• _EXTRACT PROVIDED_:
-------------------------
Another transportation development occurred April 3, 1902. On that day, an electric mule was introduced on the Miami-Erie Canal (now Erie Highway) in an attempt to revive the failing 75-year-old waterway. The electric trolley was designed to replace the slower four-legged horses and mules in pulling canalboats.
One of the most notable changes involved entertainment.
A community fund-raising campaign financed the new Jefferson Theater on the west side of South Second Street between Court and Ludlow. The 1,600-seat playhouse -- opened March 31, 1903 -- was built to host traveling dramatic companies, musicals and vaudeville shows. Movies came later to the Jefferson, which three weeks after its inaugural was renamed Smith's Theater. It reverted to its original name in 1914.
The Grand Theater, at the southeast corner of High and State streets, opened Aug. 29, 1905, as a 400-seat vaudeville playhouse. Within three years, the popularity of vaudeville led to the building of the New Grand Theater at 201 South Third Street, opposite the west end of Maple Avenue. It debuted March 2, 1908, as an 800-seat vaudeville theater because the Grand on High Street, which continued to operate, was too small to meet local entertainment demands.
The Coliseum -- designed for indoor sports events as well as entertainment -- opened June 29, 1907. Skating, dancing and indoor baseball were among the varied attractions "in the largest hall in the city" on the east side of B Street at Park Avenue. More than 2,000 people attended the opening night indoor polo match.
Earlier in the decade, a Chicago theater disaster led to the Jan. 6, 1904, closing of the Globe Opera House at the southeast corner of High Street and Journal Square. Because the 1,200-seat theater was on the third floor, it was deemed unsafe for continued use after the Dec. 30, 1903, fire in the Iroquois Theater in Chicago.
From its opening in 1866, the Globe had hosted famous lecturers and civic meetings and was the city's leading playhouse for dramatic and musical productions. Later, the building housed the Robinson-Schwenn Store (1907-1964).
-------------------------
• _LISTED ENTRIES_:

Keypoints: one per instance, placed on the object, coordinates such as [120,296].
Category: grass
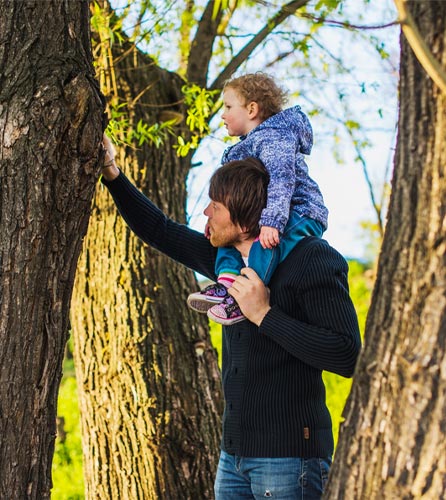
[67,464]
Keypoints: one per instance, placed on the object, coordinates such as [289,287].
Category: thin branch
[249,48]
[419,46]
[346,24]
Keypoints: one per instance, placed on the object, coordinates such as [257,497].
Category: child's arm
[278,154]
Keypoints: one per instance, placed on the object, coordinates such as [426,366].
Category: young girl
[295,207]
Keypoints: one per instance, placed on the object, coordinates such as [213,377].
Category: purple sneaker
[226,313]
[213,294]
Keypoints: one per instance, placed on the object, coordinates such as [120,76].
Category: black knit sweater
[272,374]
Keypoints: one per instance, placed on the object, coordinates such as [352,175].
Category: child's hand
[269,237]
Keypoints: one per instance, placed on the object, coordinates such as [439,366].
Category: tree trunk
[149,384]
[50,129]
[392,444]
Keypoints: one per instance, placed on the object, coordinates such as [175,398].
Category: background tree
[392,442]
[147,374]
[50,129]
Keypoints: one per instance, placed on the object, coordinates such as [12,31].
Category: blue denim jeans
[289,478]
[264,261]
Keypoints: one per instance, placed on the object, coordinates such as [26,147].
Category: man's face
[222,231]
[235,115]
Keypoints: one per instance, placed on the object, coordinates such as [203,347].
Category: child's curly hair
[262,89]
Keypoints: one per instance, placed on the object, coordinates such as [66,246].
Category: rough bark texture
[149,384]
[50,131]
[392,444]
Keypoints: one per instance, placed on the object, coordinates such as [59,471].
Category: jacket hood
[296,121]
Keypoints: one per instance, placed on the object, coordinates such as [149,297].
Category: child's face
[236,116]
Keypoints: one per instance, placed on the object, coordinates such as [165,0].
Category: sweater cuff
[268,321]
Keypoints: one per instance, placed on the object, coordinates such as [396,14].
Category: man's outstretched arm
[149,223]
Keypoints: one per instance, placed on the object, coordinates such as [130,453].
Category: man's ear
[253,110]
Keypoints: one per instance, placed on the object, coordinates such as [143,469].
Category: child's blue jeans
[264,261]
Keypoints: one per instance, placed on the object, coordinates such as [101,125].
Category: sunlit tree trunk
[392,443]
[149,384]
[50,132]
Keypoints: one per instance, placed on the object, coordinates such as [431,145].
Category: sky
[369,90]
[372,94]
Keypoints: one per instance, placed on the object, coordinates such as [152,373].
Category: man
[277,435]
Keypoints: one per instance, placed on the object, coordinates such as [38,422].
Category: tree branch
[286,11]
[202,45]
[419,46]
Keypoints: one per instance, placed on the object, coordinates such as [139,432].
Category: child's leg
[227,267]
[264,261]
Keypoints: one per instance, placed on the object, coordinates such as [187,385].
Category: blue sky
[371,91]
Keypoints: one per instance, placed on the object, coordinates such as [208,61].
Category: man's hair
[262,89]
[241,186]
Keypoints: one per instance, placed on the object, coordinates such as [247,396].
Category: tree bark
[392,442]
[50,129]
[149,384]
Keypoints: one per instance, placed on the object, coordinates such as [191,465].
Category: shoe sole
[204,303]
[224,321]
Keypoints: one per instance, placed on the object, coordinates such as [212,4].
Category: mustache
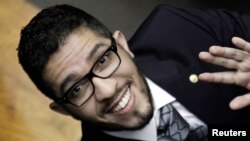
[118,92]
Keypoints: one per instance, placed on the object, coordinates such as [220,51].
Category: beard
[143,117]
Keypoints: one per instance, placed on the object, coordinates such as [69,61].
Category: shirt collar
[148,133]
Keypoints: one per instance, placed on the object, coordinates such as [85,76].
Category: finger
[218,77]
[225,62]
[240,102]
[227,52]
[240,43]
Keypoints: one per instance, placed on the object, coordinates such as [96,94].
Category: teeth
[122,103]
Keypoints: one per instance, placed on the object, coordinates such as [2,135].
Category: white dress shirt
[149,132]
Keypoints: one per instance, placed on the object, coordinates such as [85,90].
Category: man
[90,73]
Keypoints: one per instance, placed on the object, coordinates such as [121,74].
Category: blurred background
[24,112]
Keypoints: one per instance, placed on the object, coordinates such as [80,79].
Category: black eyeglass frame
[89,76]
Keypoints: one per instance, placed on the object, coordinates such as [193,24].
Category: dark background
[127,15]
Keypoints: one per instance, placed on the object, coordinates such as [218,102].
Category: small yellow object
[193,78]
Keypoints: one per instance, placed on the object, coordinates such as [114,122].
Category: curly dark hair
[41,37]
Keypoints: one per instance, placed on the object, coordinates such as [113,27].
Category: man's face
[121,101]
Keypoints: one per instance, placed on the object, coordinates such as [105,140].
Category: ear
[58,108]
[122,42]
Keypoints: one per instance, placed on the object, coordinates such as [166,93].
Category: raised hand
[236,59]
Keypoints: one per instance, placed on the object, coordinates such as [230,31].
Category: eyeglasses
[105,66]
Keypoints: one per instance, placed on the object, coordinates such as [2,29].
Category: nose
[104,88]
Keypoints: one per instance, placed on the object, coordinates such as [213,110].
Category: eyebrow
[71,77]
[92,53]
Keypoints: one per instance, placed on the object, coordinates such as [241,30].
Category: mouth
[123,104]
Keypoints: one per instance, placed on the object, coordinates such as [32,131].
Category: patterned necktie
[173,126]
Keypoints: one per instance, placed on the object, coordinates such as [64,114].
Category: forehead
[71,57]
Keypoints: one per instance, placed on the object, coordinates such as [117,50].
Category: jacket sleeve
[166,48]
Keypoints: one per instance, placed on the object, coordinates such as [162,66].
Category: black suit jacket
[166,48]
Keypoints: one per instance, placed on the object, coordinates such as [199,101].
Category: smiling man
[90,73]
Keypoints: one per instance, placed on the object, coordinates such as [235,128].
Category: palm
[236,59]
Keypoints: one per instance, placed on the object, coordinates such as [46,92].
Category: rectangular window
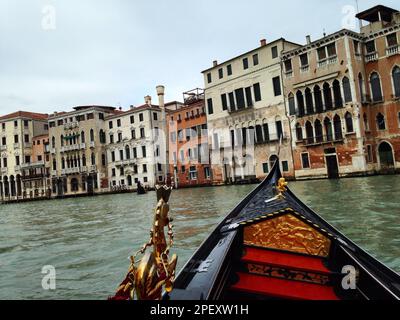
-------------------------
• _WORK TO COMPLETE_: Continue the account of the city's early-1900s canal, theaters and Coliseum, picking up after its last sentence about the Globe building.

• _RESULT OF THE EXERCISE_:
Music Hall, a Globe competitor, had been converted to Harrison Elementary School in 1899. It had opened in 1882 at 457 South Second Street, west of the intersection with Central Avenue, as the United German Society Hall. Later, as Music Hall, it was a venue for dramatic and musical events.
A major celebration of the period was May 28-29, 1903. That's when Butler County -- created in March 1803, the same month that Ohio became a state -- celebrated its centennial.
About 18 months later, community attention focused Dec. 1, 1904, on the lifting of Billy Yank to the top of the incomplete Soldiers, Sailors and Pioneers Monument. Placement of the Rudolph Thiem sculpture was done with proper ceremonies. The completed $71,266.73 monument was dedicated July 4, 1906.
On the negative side, several fires made headlines in the 1900-1909 era. They included a May 2, 1900, blaze that threatened to level Shandon; destruction of the Champion paper mill Dec. 22, 1901, and the Franklin paper mill April 28, 1902; a Miami University fire Jan. 16, 1908; and the Rockdale paper mill fire July 28, 1909.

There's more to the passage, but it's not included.